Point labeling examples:

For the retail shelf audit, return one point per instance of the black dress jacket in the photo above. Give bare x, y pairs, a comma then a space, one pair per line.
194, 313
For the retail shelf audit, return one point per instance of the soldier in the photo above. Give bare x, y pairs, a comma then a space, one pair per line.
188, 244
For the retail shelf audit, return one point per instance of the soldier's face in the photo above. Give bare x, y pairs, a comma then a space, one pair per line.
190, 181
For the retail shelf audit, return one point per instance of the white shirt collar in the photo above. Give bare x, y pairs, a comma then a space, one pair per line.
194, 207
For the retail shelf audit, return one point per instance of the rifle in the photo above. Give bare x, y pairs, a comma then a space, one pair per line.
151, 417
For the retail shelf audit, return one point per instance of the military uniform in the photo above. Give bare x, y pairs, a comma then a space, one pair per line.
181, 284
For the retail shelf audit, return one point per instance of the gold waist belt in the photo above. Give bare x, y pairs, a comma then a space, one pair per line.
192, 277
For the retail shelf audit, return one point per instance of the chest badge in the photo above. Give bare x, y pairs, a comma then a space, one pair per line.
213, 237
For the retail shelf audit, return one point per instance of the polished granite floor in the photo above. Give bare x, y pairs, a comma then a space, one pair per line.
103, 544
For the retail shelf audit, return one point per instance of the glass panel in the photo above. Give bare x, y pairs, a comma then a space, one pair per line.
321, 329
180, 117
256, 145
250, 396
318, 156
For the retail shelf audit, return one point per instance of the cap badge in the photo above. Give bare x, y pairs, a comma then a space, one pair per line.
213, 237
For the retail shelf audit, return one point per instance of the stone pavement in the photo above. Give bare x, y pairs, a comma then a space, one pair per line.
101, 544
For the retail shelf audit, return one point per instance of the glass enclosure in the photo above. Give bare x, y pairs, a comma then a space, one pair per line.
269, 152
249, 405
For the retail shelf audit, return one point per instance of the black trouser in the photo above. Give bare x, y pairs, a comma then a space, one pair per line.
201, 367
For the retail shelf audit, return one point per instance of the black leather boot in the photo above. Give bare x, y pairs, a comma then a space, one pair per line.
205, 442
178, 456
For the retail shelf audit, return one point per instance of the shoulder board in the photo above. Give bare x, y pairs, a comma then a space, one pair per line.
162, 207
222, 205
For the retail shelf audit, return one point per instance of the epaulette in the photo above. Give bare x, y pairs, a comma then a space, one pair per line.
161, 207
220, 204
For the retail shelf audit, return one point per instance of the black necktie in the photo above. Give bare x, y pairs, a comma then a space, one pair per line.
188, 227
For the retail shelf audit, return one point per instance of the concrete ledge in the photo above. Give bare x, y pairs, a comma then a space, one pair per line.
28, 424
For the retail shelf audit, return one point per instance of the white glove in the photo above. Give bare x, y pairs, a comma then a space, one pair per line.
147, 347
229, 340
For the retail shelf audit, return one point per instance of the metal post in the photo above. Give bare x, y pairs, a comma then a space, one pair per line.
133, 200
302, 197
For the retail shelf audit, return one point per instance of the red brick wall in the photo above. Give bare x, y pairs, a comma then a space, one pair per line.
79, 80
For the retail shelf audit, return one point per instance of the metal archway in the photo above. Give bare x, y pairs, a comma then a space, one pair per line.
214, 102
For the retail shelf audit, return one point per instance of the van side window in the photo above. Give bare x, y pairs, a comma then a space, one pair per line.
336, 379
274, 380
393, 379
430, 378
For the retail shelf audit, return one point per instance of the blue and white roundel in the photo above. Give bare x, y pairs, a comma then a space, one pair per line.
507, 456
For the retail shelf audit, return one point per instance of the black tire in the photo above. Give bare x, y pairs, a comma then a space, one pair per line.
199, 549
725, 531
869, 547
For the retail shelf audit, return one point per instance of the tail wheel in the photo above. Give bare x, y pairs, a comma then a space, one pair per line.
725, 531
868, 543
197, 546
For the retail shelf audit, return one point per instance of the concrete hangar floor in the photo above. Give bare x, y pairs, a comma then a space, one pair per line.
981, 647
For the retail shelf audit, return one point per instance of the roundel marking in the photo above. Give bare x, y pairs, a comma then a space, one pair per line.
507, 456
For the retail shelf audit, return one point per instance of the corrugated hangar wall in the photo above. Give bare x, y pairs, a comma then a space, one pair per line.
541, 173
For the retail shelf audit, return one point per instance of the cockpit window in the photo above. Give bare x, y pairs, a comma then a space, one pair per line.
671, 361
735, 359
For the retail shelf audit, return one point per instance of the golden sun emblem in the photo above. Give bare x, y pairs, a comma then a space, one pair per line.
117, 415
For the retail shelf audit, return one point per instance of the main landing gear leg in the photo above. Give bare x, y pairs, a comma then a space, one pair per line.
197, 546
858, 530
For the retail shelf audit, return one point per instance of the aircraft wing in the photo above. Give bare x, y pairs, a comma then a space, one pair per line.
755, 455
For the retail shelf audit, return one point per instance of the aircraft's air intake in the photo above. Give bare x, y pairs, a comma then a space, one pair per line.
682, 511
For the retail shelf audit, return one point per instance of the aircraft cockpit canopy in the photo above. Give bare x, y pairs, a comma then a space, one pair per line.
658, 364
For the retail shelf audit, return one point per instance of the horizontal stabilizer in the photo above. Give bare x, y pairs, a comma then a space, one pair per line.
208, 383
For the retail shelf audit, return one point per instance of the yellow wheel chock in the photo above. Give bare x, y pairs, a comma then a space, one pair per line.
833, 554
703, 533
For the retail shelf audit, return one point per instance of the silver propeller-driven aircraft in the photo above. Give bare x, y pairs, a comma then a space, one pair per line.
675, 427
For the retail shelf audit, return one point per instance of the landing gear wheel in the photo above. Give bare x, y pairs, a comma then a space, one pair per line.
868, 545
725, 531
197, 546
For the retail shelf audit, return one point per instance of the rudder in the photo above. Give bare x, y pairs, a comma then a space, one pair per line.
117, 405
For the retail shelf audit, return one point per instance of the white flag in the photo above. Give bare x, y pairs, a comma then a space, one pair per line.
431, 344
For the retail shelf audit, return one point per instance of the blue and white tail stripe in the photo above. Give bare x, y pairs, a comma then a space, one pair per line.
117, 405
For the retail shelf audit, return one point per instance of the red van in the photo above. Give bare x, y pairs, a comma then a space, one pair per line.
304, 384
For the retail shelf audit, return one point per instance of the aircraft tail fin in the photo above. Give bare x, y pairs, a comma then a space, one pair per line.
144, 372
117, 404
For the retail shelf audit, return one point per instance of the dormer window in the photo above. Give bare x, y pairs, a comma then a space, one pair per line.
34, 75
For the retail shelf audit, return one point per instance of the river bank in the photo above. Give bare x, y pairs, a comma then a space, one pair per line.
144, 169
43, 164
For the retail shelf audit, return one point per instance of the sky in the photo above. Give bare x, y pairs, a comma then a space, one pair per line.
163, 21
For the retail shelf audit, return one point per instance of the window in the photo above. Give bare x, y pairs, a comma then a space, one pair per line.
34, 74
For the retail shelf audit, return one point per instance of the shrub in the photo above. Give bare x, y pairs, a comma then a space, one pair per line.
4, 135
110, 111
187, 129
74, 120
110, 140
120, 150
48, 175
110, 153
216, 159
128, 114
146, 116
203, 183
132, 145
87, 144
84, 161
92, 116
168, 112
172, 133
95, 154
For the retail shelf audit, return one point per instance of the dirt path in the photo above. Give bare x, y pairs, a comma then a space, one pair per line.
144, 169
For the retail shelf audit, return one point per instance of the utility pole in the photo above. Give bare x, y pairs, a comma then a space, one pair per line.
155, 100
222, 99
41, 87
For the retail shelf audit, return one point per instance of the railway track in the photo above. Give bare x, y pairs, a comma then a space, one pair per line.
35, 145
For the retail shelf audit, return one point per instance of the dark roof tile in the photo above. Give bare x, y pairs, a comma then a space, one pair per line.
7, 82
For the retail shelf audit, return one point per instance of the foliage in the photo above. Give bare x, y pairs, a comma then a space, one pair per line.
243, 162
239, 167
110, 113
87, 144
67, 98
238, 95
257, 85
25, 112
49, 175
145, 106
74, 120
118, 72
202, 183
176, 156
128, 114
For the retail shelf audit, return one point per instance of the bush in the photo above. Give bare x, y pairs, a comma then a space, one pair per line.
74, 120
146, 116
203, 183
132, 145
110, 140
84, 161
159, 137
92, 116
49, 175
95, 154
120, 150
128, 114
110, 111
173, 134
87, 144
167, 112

Exercise prompt:
Extract, verbatim, the lines from the one containing "of the dirt" through the last line of the listing above.

Written response:
For the retail shelf audit, return one point per instance of the dirt path in the photo above. Give bare x, y pairs, a comma then a space, one pair per line.
144, 169
For the retail shelf audit, return one point per instance of the utility pole in the photo above. Give bare x, y pairs, a comma then a space, one pair per line.
155, 100
222, 99
41, 87
For the retail shelf audit, return one point per instance of the railway track in the photo above. Give bare x, y pairs, a comma then a space, one pair per line.
35, 145
For the retail shelf audit, return one point per instance of the dark roof tile in the photo above. Give bare x, y pairs, a comma then a space, one pair per line.
7, 82
For the retail shelf audit, return one point per instance of the foliage in the photo above. Give bare x, y pairs, a comma then a space, one pair per line.
243, 162
239, 167
110, 113
87, 144
67, 98
238, 95
257, 85
25, 112
49, 175
145, 106
74, 120
118, 72
202, 183
176, 156
128, 114
For the retail shelf audit, return one point per instance of the bush in the photo above. Give bare x, y pairs, a comma then a space, one pair per line.
74, 120
146, 116
203, 183
132, 145
110, 140
84, 161
159, 137
92, 116
49, 175
95, 154
120, 150
128, 114
110, 111
173, 134
87, 144
167, 112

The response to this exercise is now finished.